## Exercise objective
Return verbatim the run of lines that opens with the line holding "Could you confirm whether any jacket collar" and closes with the last line of the records.

## Information provided
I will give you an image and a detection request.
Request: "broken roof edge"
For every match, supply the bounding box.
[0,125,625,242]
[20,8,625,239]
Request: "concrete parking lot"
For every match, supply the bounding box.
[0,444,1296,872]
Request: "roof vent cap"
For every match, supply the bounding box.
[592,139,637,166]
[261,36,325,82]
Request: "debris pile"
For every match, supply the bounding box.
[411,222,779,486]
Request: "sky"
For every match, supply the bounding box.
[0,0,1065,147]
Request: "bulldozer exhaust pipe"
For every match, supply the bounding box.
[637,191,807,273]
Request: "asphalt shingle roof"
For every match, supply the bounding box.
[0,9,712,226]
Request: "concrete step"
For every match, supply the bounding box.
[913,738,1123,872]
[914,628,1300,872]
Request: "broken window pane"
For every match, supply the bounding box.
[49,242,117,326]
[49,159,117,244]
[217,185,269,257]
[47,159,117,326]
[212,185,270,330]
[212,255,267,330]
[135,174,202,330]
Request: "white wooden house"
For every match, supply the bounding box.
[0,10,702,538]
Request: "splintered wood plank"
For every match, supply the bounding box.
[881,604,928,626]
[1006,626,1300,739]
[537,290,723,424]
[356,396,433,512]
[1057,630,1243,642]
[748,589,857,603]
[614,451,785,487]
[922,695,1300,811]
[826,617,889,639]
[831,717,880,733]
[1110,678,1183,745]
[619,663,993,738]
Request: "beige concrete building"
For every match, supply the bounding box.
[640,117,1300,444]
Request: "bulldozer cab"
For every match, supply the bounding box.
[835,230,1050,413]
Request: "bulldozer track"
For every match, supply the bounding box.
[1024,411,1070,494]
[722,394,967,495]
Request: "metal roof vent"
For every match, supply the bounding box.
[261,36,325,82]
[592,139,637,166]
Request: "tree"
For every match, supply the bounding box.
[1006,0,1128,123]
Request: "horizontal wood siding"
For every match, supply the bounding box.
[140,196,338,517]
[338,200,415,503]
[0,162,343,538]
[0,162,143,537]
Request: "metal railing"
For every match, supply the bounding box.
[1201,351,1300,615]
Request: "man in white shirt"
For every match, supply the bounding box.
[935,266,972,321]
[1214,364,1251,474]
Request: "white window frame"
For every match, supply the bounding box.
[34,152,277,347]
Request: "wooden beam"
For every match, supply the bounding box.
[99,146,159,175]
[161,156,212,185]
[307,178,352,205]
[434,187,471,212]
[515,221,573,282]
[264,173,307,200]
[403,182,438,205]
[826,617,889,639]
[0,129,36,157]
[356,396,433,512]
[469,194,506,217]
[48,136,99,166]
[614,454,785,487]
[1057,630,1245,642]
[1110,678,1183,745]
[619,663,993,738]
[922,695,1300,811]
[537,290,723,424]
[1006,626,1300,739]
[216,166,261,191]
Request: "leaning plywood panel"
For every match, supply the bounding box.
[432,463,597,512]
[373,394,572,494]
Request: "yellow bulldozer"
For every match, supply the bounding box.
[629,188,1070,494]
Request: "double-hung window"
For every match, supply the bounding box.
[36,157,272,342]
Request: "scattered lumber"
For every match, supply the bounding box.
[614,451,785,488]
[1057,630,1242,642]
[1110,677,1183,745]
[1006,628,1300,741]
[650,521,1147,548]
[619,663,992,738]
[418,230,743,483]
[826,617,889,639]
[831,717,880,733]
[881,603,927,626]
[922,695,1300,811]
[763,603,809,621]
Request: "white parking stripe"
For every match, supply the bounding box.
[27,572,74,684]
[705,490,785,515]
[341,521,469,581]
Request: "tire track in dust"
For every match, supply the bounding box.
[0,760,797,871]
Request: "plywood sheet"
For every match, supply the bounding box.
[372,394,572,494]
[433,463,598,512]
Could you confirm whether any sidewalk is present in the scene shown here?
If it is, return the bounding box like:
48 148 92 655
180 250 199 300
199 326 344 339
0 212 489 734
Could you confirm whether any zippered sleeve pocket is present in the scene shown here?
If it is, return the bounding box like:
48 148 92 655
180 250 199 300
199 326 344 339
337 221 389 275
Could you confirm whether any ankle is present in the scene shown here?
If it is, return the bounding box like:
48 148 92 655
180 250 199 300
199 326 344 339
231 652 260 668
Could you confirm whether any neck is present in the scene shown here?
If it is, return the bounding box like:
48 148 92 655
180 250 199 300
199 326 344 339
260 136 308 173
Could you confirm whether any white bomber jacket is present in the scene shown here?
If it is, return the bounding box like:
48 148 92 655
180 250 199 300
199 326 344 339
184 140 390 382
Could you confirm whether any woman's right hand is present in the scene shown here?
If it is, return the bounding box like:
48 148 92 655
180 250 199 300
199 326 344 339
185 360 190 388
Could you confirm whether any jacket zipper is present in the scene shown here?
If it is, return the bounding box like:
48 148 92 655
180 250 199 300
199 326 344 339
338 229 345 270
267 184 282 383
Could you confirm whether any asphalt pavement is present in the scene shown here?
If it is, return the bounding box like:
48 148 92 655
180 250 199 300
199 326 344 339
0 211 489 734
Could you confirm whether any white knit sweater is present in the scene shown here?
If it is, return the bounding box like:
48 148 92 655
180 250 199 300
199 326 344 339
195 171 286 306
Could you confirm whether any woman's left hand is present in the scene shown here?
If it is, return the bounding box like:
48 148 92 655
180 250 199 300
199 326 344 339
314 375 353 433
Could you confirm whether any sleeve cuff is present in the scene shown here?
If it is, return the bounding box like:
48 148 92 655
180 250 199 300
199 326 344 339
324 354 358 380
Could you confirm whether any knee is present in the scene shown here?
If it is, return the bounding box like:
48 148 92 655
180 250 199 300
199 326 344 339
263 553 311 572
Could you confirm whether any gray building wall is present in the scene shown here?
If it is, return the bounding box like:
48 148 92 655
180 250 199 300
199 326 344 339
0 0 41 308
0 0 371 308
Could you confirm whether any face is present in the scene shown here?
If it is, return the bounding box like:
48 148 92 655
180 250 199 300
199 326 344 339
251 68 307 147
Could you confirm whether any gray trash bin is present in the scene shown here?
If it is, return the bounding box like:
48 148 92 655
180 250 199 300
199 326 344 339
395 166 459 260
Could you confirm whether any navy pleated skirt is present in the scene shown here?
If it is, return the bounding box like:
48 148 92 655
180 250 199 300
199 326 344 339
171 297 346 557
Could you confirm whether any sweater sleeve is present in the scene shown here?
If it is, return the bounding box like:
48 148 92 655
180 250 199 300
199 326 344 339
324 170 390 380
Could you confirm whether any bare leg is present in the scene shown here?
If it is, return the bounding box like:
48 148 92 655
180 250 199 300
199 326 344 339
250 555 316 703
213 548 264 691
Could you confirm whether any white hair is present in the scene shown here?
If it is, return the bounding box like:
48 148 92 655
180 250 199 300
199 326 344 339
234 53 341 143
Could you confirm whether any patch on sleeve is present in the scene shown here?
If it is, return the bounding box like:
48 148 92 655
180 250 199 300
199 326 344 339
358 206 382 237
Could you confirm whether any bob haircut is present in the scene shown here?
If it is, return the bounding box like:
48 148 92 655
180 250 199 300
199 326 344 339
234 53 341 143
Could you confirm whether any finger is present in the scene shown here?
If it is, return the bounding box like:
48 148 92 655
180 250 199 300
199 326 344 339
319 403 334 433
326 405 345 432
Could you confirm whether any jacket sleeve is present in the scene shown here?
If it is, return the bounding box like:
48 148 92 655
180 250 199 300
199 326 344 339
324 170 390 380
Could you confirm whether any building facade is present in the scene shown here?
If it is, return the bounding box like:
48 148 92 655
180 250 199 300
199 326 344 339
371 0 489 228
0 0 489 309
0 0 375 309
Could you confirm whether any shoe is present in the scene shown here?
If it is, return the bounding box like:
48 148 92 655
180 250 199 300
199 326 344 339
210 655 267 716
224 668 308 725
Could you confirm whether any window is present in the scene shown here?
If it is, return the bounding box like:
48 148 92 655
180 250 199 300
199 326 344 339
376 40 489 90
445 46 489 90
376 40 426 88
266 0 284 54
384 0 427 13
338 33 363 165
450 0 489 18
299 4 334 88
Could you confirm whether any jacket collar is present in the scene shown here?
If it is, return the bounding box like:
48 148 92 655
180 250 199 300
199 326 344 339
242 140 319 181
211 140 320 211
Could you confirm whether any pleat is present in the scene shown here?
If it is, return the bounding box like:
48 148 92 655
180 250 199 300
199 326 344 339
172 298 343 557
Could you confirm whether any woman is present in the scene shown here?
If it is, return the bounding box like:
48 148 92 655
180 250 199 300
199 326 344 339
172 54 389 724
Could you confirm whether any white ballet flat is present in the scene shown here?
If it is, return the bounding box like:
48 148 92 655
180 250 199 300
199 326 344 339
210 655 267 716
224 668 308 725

## Answer to this task
Could you confirm whether any jacket collar is present in the scene shown here?
If it is, return the bounding box like:
48 148 92 655
180 250 199 300
199 326 344 339
242 140 319 181
211 140 320 211
Could you confirm whether any pleat is present in the scene shown here?
If it is, return the bounding box like:
48 148 92 655
180 250 199 300
199 326 344 339
172 298 343 557
Could you confirm whether any woman is present in the scene shown here?
If it is, return the bounding box like:
48 148 92 655
180 250 199 300
199 326 344 339
172 54 389 724
Could you confirm whether any white ballet flat is present in the scene shown here?
If it is, return the bounding box like:
48 148 92 655
180 250 199 300
199 326 344 339
210 655 267 716
224 668 308 725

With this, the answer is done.